Goal of the exercise
Identify every line below that contains the word "Please" and copy each of those lines in full. Case counts, so only matches with the same capitalization qualify.
[begin Data in this exercise]
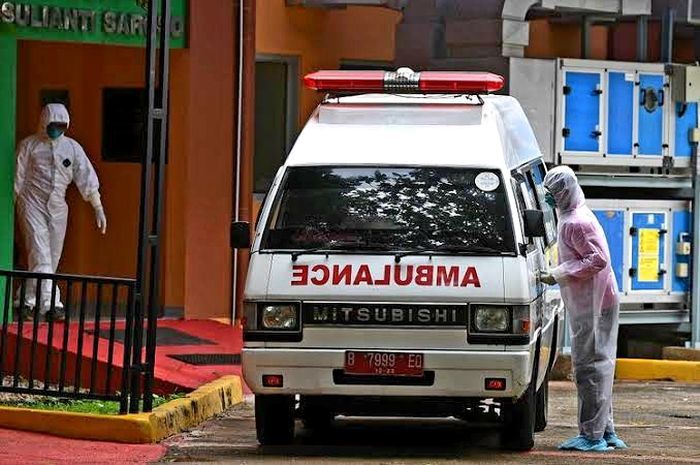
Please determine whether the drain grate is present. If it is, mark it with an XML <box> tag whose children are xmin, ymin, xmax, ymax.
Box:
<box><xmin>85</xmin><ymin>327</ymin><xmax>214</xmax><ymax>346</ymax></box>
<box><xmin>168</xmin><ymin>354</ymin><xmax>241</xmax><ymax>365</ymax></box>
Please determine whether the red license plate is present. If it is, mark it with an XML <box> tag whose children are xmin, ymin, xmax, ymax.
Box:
[end Data in this exercise]
[begin Data in this exercise]
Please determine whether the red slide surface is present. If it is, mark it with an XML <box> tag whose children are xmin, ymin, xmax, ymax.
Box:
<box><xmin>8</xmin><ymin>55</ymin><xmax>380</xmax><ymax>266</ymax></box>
[end Data in this exercise]
[begin Data in this exercise]
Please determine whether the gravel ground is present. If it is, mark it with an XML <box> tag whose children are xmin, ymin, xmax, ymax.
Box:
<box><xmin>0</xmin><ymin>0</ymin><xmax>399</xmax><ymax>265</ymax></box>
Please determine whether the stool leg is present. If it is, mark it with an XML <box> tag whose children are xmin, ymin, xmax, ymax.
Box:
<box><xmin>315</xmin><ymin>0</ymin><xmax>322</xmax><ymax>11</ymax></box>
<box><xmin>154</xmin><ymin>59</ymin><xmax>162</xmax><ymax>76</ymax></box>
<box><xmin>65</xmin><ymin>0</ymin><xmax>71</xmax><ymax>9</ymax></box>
[end Data in this exercise]
Reply
Please determine whether the drain grate is present. If it is, mark it with an XML <box> tag whose children are xmin, ymin, xmax, ymax.
Please determine whether the red license plate is present. If it is, mark it with an XML <box> tag whose children are xmin, ymin, xmax, ymax.
Please determine whether the red slide surface is present. If it is, mark it with an XML <box> tag whose children are xmin, ymin, xmax, ymax.
Please determine whether the gravel ground is present. If it is, mark it with an XML <box> tag whose children are xmin, ymin, xmax, ymax.
Please determine whether the stool leg is present. If it is, mark it with an XML <box> tag whose children are xmin, ymin, xmax, ymax.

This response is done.